-- BEGIN Excerpted records --

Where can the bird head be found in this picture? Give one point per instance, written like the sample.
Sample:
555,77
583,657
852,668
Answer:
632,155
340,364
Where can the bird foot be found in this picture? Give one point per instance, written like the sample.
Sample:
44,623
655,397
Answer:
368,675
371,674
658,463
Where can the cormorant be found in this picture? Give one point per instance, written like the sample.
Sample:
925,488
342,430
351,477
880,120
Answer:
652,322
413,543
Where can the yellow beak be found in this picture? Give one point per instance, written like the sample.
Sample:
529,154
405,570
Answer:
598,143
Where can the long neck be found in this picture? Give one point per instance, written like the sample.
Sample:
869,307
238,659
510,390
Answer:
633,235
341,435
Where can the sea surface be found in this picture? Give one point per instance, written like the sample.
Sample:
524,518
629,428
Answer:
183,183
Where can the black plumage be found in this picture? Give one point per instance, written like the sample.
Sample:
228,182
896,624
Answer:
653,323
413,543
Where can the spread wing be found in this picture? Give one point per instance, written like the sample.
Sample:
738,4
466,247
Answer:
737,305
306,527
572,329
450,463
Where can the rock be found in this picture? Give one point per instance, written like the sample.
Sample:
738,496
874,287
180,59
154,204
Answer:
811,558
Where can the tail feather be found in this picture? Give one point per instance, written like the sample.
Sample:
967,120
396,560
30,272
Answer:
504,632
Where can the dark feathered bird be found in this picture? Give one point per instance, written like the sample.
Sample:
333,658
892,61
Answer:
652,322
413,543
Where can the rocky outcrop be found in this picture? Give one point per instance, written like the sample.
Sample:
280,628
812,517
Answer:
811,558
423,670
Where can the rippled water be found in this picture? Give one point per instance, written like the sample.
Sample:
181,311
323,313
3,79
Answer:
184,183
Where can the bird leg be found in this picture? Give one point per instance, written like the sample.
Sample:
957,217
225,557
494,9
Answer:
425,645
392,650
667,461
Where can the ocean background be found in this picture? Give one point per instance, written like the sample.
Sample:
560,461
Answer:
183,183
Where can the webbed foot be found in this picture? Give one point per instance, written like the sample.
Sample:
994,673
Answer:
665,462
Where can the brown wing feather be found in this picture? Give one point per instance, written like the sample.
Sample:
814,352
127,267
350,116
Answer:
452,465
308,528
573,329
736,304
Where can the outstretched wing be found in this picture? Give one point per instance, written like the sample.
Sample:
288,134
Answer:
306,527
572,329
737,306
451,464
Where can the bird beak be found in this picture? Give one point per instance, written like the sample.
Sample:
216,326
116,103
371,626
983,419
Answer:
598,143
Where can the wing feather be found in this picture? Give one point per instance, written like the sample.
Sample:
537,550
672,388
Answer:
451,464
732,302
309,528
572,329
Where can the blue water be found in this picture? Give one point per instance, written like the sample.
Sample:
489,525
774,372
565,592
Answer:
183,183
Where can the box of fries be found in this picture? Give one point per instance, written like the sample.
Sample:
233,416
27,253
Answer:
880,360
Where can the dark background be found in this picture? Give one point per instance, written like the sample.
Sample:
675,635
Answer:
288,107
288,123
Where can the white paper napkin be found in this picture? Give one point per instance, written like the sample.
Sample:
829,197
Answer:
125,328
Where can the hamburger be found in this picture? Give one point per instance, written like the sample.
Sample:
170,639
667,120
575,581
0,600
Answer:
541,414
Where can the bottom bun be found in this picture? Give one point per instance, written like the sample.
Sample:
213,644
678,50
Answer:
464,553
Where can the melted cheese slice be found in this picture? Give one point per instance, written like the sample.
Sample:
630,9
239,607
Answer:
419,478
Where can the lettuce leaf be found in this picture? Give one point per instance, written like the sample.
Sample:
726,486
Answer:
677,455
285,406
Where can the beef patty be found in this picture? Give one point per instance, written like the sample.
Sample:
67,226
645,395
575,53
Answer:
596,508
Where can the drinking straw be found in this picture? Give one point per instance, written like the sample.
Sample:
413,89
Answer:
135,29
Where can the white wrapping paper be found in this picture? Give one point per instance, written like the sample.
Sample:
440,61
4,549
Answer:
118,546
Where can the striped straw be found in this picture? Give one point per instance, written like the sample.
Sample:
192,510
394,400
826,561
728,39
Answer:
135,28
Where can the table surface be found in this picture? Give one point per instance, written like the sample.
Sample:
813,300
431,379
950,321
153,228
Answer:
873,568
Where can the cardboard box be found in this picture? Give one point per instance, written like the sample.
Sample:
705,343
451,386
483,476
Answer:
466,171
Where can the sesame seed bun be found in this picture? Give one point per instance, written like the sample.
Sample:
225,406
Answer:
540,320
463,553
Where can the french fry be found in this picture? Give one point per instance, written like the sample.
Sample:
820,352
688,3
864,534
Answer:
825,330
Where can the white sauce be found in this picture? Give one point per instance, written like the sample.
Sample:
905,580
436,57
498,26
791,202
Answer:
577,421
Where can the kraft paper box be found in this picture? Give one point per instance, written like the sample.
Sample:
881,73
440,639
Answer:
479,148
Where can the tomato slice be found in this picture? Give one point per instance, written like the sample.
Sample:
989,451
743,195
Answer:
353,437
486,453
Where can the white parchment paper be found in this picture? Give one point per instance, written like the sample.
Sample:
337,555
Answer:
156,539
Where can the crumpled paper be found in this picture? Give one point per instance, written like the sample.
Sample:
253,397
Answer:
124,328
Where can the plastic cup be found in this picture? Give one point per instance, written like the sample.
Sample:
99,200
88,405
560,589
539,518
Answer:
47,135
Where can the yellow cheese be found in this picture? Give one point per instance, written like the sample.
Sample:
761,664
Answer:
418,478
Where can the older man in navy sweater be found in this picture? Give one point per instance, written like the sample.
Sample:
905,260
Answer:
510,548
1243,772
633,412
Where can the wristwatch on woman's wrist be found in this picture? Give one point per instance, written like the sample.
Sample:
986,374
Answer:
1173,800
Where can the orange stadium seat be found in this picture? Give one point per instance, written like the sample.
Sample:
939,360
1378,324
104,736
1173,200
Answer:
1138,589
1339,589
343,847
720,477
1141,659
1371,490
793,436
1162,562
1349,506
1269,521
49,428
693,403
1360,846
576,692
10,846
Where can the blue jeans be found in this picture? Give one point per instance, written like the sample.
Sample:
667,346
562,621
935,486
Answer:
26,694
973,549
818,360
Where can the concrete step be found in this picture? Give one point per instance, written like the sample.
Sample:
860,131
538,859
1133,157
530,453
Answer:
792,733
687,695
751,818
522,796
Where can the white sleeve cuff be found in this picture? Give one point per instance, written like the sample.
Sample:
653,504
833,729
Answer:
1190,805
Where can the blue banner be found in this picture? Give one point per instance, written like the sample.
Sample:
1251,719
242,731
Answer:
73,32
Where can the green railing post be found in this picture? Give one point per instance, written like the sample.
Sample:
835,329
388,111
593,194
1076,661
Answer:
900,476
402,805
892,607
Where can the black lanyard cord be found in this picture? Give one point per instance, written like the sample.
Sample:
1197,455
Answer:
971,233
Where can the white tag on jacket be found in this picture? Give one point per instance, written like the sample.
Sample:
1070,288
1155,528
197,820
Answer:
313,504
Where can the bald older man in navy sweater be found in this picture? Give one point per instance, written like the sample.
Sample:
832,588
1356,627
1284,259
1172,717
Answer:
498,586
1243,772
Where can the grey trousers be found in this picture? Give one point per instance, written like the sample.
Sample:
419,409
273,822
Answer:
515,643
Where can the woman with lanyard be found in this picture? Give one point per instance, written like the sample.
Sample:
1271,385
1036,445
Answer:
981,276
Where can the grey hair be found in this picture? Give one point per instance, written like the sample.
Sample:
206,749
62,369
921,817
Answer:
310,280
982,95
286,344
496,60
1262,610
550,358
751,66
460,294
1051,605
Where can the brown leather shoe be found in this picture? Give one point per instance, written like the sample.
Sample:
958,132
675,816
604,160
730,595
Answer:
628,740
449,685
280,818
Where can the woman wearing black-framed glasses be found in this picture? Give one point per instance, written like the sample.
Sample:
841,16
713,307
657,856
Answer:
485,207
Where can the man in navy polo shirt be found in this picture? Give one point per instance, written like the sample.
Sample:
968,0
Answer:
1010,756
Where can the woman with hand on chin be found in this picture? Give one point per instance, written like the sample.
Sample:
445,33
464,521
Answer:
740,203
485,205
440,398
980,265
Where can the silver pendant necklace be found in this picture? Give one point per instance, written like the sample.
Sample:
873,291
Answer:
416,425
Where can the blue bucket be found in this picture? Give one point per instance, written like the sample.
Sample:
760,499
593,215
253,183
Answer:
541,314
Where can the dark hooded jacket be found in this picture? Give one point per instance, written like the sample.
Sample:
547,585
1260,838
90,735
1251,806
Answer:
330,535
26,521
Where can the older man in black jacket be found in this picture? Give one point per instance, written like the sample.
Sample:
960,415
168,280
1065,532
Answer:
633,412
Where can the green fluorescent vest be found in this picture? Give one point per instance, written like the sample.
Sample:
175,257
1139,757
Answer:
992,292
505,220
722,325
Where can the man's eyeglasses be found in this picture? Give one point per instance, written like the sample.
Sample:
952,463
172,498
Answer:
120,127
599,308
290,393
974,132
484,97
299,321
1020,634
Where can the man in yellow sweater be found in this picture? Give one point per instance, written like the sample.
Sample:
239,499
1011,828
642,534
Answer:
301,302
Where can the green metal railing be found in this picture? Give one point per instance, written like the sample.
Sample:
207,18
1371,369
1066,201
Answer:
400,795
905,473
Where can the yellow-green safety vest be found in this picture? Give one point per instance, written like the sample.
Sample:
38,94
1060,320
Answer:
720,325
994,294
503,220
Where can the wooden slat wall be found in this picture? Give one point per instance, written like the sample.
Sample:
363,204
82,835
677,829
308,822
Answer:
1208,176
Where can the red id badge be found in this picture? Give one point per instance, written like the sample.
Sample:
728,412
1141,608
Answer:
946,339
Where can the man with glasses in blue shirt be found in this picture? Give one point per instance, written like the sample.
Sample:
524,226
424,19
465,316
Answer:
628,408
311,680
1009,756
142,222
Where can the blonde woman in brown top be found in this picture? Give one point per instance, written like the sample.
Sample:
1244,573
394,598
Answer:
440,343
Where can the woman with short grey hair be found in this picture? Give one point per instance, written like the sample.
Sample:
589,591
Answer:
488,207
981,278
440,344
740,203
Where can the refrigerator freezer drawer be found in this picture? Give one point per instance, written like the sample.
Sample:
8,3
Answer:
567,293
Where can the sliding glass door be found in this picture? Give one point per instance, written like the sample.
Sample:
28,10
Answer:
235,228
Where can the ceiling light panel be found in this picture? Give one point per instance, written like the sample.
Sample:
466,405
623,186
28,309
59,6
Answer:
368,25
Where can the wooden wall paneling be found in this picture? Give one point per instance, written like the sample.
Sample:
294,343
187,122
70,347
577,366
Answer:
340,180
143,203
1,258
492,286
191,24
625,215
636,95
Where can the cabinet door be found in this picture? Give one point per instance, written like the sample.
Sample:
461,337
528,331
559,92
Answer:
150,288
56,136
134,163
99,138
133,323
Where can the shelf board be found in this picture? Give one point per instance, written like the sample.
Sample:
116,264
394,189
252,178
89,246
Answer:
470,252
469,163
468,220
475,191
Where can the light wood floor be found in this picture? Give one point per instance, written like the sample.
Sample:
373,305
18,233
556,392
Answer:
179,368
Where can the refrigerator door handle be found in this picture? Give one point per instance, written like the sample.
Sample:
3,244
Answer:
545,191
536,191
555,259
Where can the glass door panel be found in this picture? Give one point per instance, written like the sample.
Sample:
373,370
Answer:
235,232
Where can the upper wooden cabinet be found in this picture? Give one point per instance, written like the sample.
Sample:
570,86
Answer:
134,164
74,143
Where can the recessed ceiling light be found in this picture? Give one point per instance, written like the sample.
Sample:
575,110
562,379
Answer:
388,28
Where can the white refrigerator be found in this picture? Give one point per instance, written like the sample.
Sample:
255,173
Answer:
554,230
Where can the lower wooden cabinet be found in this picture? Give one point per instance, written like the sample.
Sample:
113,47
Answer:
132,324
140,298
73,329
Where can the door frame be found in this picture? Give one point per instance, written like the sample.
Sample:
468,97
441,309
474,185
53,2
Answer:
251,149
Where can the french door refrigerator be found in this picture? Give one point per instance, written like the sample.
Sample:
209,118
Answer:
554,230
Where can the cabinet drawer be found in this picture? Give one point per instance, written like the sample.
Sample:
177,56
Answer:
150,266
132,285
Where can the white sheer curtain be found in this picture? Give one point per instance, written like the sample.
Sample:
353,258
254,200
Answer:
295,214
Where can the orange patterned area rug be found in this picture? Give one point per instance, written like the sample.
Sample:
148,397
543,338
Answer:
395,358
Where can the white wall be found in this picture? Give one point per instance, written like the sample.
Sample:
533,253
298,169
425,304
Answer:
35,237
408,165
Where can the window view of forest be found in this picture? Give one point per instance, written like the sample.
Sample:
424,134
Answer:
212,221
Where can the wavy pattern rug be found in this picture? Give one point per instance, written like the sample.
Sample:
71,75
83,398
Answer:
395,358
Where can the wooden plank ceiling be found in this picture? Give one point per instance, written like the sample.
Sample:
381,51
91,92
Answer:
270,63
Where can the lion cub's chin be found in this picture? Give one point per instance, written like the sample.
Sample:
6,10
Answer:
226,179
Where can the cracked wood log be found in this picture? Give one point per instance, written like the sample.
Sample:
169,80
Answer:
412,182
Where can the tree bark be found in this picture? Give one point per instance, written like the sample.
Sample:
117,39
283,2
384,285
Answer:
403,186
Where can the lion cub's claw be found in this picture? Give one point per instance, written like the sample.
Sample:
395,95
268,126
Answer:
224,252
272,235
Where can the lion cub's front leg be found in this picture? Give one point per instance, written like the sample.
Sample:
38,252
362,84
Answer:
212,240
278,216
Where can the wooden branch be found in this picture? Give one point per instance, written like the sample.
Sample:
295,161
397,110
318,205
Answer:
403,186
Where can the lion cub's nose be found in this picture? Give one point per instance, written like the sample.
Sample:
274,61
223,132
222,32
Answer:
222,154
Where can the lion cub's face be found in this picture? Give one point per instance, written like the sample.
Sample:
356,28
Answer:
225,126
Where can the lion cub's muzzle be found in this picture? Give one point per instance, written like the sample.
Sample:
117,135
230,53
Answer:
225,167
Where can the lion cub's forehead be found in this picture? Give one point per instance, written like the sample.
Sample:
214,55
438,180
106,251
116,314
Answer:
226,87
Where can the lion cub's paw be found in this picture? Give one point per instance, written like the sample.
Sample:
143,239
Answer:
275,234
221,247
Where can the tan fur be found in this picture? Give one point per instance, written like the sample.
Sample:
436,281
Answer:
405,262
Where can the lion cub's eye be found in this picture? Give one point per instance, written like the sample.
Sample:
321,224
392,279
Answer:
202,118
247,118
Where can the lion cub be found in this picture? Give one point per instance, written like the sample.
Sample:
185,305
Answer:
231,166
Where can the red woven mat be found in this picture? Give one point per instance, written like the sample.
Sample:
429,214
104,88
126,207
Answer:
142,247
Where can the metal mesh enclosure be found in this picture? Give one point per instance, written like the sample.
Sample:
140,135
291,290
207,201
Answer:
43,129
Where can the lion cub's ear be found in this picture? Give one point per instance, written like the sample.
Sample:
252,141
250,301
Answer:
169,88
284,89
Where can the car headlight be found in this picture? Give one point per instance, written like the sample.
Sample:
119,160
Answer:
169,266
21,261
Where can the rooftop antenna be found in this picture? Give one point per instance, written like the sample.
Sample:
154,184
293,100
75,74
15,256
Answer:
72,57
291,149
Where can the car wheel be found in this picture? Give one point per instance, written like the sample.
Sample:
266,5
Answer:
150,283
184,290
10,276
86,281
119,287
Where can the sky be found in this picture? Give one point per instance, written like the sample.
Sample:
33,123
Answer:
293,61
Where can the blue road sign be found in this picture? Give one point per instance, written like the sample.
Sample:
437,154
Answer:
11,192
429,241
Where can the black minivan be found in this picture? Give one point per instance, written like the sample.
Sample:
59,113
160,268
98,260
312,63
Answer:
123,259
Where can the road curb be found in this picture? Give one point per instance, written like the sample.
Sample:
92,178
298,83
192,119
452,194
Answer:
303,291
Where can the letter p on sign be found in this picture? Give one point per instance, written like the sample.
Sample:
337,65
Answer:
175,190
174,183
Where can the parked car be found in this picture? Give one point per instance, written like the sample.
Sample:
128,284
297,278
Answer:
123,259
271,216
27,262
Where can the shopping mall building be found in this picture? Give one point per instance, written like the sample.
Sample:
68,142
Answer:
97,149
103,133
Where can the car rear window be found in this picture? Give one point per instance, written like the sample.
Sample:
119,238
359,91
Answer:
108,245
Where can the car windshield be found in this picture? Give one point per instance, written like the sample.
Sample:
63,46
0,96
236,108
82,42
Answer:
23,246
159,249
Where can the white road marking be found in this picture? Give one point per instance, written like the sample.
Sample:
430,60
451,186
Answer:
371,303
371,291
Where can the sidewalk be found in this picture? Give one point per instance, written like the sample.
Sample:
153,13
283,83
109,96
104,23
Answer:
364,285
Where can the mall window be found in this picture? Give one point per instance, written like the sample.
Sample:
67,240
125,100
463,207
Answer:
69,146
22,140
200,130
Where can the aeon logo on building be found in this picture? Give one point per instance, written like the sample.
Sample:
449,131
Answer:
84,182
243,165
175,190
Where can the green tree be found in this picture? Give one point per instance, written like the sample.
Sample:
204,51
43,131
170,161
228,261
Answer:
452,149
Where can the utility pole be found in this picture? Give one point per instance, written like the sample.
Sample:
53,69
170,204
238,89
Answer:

-- END Excerpted records --

**What you have to do**
Reproduce exactly the line that holds "Where can the car windshield", then every line after it, ending with the final line of the records above.

**Reply**
Where can the car windshield be found in this picture? Give one point per instance, written like the sample.
Sample:
63,46
0,96
236,108
82,42
Answer:
23,246
159,249
Where can the white road marking be found in this picture? Give one point per instance, written like the sample.
Sample:
430,60
451,186
Answer:
371,303
371,291
Where can the sidewalk be found in this picture? Give one point per instance, written like the sample.
Sample:
153,13
283,83
109,96
104,23
Answer:
364,285
Where can the mall window be found in this picture? Give one point per instance, written like the sample.
Sample:
67,240
125,100
463,207
Answer:
69,146
22,140
200,130
Where can the aeon logo on building be found in this picture? Give one point per instance, written like the sample.
Sample:
449,131
Answer:
84,182
243,165
175,190
Where can the green tree be found in this picture? Give one point per instance, written like the sample.
Sample:
204,51
43,131
170,161
228,261
Answer:
452,149
Where can the utility pole be found in this picture? Give one point per instance, written like the sample.
Sample:
53,69
170,204
238,89
Answer:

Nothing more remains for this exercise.